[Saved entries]
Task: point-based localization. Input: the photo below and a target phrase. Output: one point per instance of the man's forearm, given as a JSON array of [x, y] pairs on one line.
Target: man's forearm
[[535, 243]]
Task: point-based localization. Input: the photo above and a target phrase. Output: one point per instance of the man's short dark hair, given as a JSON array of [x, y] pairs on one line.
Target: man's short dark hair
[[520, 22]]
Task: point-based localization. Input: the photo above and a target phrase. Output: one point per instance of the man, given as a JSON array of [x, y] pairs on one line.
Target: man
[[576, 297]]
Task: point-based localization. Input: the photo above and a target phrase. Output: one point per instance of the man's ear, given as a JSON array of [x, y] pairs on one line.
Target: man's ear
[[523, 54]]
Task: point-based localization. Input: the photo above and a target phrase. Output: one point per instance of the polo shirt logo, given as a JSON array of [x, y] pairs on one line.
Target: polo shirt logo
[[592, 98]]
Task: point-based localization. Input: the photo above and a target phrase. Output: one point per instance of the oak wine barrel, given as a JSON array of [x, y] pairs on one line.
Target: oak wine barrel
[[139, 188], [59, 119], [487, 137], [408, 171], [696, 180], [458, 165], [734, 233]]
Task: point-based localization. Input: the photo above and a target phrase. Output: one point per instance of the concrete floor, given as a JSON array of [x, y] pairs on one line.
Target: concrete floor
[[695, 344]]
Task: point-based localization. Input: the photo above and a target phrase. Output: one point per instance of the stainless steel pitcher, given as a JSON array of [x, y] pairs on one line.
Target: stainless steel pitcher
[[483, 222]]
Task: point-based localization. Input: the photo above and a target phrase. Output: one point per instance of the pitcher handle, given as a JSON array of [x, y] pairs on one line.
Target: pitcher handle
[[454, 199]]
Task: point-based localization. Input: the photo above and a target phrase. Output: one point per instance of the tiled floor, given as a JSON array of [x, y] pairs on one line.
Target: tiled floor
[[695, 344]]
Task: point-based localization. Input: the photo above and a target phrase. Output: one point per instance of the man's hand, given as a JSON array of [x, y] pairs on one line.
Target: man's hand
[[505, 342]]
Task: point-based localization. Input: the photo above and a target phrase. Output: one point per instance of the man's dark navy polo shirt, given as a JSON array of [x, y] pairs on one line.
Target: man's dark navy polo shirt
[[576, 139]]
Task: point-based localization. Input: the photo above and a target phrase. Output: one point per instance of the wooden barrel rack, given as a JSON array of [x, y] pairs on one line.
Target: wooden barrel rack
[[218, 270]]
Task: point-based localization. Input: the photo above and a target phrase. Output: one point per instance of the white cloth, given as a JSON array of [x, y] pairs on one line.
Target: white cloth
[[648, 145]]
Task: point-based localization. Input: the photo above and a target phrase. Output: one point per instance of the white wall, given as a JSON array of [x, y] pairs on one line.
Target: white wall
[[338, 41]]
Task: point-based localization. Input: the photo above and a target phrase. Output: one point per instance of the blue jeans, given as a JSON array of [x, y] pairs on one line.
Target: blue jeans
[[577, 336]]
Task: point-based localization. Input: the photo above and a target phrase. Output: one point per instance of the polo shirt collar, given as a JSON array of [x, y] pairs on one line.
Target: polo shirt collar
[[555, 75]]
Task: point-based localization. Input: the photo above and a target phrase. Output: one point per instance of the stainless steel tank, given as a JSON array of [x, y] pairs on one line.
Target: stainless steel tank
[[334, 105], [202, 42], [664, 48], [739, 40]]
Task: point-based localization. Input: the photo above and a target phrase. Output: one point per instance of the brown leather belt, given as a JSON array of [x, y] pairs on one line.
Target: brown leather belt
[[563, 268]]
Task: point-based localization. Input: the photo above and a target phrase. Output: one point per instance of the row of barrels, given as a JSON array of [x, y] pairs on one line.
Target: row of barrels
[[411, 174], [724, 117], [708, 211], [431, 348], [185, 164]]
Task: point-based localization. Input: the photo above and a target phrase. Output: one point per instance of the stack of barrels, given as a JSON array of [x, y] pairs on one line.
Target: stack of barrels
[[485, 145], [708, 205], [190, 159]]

## What you are asked to do
A word-for-word transcription of the data above is required.

## Output for this exercise
Task: point-based localization. Input: the photo below and a target phrase. Output: one point per instance of the man's forearm, given as a JSON array of [x, y] pairs on one line.
Target: man's forearm
[[535, 243]]
Task: point-based localization. Input: the photo above and a target phrase. Output: one point per instance of the man's short dark hair, given as a JSON array of [x, y] pairs on one line.
Target: man's short dark hair
[[520, 22]]
Task: point-based localization. Input: the photo above and a target phrase. Output: one point per instance of the man, given as a JSON array of [x, y] pairs on one line.
Target: man
[[576, 297]]
Task: point-based localization. Input: the photo above and a target phrase. Output: one point per instance of the man's ear, given as a JSON array of [x, y] pairs on one line.
Target: man's ear
[[523, 54]]
Task: point-based localization. Input: the photo above and a target phrase. Output: one point per instance of the polo shirt logo, given as a JSON array of [x, y] pairs on one line.
Target: polo shirt logo
[[592, 98]]
Task: point-based localization. Input: the photo above and a target phrase. Output: one point per instance of the oak wine barrel, given as a JSON array of [x, y] pairs on one line.
Target: oak wine barrel
[[139, 188], [59, 119], [487, 137], [408, 171], [696, 180], [458, 165], [734, 233]]
Task: point-based localization. Input: the photo above and a target phrase. Output: one point per instance of the concrete floor, given as a JSON array of [x, y] pairs on one line.
Target: concrete floor
[[695, 344]]
Task: point-based localization. Input: the photo above and a target phrase. Output: one point per instance of the stainless steel pitcher, given as a JSON array of [x, y] pairs on one line.
Target: stainless steel pitcher
[[483, 222]]
Task: point-based localization. Input: the photo above and a target phrase. Output: one point per instance of the pitcher handle, given as a JSON array of [x, y] pairs on one line.
Target: pitcher handle
[[454, 199]]
Task: point-based localization. Input: the photo above and a target phrase. Output: one point per instance of the tiled floor, given as a JSON array of [x, y] pairs on one line.
Target: tiled floor
[[695, 344]]
Task: point-based localization. Input: the photo above and a target phrase. Output: one point per instance of the man's hand, given as a JSON array of [x, y] pairs on one line.
Target: man's hand
[[505, 342]]
Task: point-based localization. Input: the photo above and a target phrase. Output: one point per instance of the man's dark navy polo shirt, given as a JSON array of [x, y] pairs on one line.
Target: man's dark navy polo shirt
[[576, 139]]
Task: point-based localization. Input: the photo above and a target phrase. Output: one point per instance of the wooden barrel rack, given as a JSON array of [x, y] pairs on one line.
Target: wooden barrel rack
[[218, 270]]
Task: point-based localization. Input: the photo above and a target phrase. Output: one point per instance of the white cloth, given as a JSON array of [x, y] pairs on one line.
Target: white cloth
[[648, 145]]
Task: point-based localization. Input: the photo above and a target phrase. Output: one point per instance of the white wall, given as a JSON array of [x, y] pairs on one line.
Target: white wall
[[338, 41]]
Task: point-based localization. Input: the photo above and a target phrase. Output: one point per instance of the blue jeans, given as a JSON array of [x, y] pairs on one line.
Target: blue jeans
[[577, 336]]
Task: point-based localization. Input: the photo above and a target phrase. Output: one point per instance of the polo shirt collar, given as a JSON array of [x, y] pairs on one line.
Target: polo shirt collar
[[555, 75]]
Task: point-based localization. Input: the photo above and a target phrase. Output: one point per instance of the stainless steel tank, given as a JSON array of [x, y] pairs on one line.
Target: stainless steel tank
[[334, 105], [202, 42], [664, 48], [739, 40]]
Task: point-based localization. Input: the photo above and a target phrase. Output: one point per instance of the brown leather belt, given as a JSON array of [x, y] pairs on one line.
Target: brown leather belt
[[563, 268]]
Task: point-based localization. Input: the photo above and a target phrase. Output: one point per instance of the row of barrels, given as a JSON array of [x, y] pairs on one line.
Target: row of barrels
[[411, 174], [724, 117], [708, 211], [431, 348], [185, 164]]
Task: point-based localization. Input: the photo above and a target phrase. Output: one point per instance of the stack of barrels, given as a JSON array of [x, y] pairs on one line.
Target: stack of barrels
[[485, 145], [708, 205], [190, 159]]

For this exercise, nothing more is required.